Objective - Please find each line in the entries below that contains the word "floor" and copy those lines.

Given entries -
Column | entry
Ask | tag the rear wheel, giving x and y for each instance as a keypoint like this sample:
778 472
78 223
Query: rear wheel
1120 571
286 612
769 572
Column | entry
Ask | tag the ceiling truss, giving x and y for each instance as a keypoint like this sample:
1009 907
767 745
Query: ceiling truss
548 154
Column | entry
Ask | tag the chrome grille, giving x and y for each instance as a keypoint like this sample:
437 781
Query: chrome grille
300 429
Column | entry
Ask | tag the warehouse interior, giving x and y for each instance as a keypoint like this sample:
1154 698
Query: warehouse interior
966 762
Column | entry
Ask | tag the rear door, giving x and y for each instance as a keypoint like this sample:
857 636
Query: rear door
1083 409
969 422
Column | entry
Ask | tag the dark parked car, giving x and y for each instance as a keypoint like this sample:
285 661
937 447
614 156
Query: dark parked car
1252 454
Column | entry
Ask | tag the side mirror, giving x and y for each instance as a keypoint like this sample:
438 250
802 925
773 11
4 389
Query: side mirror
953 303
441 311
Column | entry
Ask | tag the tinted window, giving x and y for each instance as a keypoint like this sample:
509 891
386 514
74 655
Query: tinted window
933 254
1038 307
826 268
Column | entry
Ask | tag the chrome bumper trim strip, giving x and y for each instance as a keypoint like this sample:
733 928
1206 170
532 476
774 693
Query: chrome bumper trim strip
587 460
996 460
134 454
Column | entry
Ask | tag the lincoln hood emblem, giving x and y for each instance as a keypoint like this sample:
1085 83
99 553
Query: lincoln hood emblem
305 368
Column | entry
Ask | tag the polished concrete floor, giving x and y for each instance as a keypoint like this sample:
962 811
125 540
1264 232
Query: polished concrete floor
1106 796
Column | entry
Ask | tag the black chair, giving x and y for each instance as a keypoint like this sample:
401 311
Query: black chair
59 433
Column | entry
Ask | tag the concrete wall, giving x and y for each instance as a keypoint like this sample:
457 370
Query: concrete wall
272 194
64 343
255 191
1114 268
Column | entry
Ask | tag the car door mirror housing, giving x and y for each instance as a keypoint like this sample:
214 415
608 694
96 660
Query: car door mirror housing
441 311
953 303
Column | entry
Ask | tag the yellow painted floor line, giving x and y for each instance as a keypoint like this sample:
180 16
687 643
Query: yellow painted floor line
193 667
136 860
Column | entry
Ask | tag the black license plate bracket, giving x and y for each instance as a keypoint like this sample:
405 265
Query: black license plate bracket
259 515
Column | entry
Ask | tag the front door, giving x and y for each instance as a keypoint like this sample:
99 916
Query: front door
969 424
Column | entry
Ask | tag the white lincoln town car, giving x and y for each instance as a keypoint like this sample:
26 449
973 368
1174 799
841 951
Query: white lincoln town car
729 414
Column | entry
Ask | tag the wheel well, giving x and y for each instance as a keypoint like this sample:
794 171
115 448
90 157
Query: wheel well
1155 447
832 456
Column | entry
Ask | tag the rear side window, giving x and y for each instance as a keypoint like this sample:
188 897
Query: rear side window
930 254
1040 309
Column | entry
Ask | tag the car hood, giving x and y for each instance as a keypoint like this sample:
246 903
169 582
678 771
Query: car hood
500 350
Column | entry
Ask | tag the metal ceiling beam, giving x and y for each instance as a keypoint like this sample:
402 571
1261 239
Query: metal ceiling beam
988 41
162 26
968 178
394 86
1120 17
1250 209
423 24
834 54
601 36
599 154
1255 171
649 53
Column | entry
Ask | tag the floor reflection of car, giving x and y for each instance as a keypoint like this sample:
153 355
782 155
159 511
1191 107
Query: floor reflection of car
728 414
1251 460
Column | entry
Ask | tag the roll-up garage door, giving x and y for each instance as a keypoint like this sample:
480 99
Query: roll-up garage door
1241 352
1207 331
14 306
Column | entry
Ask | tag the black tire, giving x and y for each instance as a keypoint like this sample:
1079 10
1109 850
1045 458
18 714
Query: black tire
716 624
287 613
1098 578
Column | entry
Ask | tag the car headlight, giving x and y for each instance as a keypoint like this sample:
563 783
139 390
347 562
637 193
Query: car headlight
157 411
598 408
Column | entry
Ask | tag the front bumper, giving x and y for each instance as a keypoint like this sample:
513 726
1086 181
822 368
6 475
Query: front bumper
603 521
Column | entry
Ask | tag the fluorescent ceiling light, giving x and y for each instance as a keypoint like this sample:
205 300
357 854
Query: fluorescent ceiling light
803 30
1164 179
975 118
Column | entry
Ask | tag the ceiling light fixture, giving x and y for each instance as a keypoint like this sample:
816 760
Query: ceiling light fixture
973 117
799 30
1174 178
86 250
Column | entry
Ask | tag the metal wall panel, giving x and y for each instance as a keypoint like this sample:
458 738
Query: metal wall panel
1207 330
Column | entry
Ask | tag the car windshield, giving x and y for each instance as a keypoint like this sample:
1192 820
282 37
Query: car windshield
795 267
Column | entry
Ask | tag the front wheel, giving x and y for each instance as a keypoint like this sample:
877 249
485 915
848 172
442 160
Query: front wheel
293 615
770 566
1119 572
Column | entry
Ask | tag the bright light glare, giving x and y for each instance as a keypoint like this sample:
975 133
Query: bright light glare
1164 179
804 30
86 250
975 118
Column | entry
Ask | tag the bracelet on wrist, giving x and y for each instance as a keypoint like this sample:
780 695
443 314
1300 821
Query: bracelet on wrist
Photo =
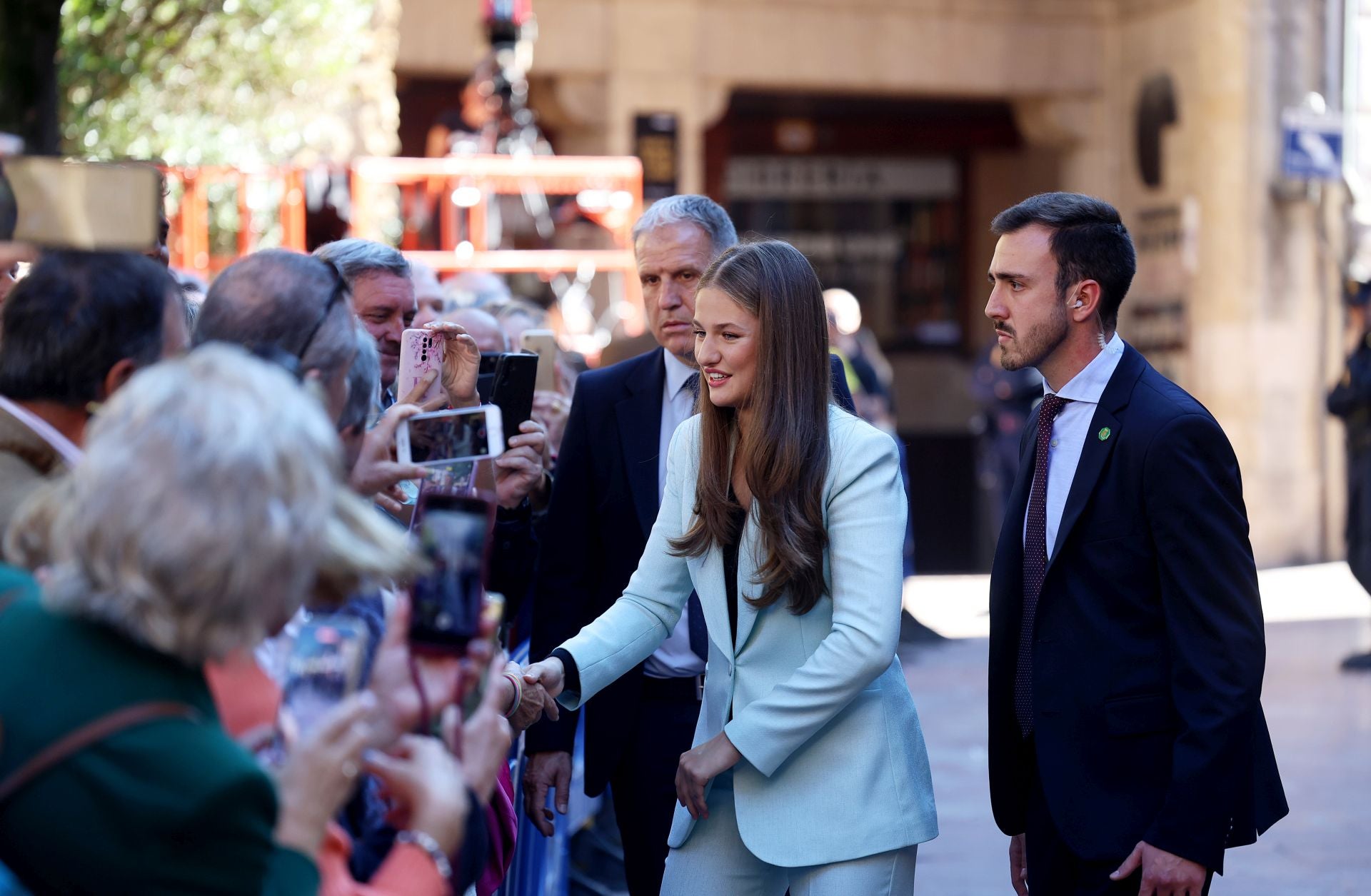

Exercise solution -
Ask | tag the polished concrete floor, giving x and y for each instance as a keypoint like this sample:
Query: polished concrete floor
Ask | tag the yellow painted floor line, giving x and y for each instance as a keypoint like this sample:
Query: yellow painted floor line
Ask | tag the floor reflection of car, giving x and y for each instance as a keypoint like this sample:
Query: floor reflection of car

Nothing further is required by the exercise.